(TO BE DONE):
Reproduce verbatim the lines of the records below, from the line containing "[trace] <item>dark blue sky</item>" up to and including the line containing "[[[103,33],[106,33],[106,26],[103,26]]]".

------ GIVEN RECORDS

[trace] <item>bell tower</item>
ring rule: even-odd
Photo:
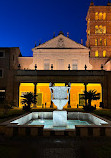
[[[86,17],[87,41],[90,48],[90,64],[100,70],[111,59],[111,3],[107,6],[95,6],[90,3]]]

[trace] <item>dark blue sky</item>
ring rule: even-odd
[[[91,0],[1,0],[0,47],[20,47],[32,56],[37,41],[45,42],[62,30],[71,39],[86,41],[86,15]],[[107,0],[94,0],[106,5]]]

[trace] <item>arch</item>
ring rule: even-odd
[[[103,33],[106,33],[106,26],[103,26]]]

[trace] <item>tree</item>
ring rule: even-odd
[[[32,103],[34,103],[34,104],[37,103],[36,96],[37,95],[34,95],[32,92],[27,92],[26,94],[21,96],[23,98],[21,103],[25,105],[24,108],[23,108],[24,110],[29,111],[31,104]]]
[[[100,99],[100,93],[97,93],[97,91],[90,90],[90,91],[84,91],[84,95],[81,97],[81,99],[88,100],[87,106],[84,106],[83,109],[85,111],[93,111],[96,109],[96,107],[91,106],[92,100],[99,100]]]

------------

(WRITTEN REPLY):
[trace] <item>dark blue sky</item>
ring rule: even-odd
[[[91,0],[1,0],[0,47],[20,47],[32,56],[37,41],[45,42],[62,30],[71,39],[86,41],[86,15]],[[107,0],[94,0],[106,5]]]

[trace] <item>arch</item>
ring rule: even-odd
[[[103,33],[106,33],[106,26],[103,26]]]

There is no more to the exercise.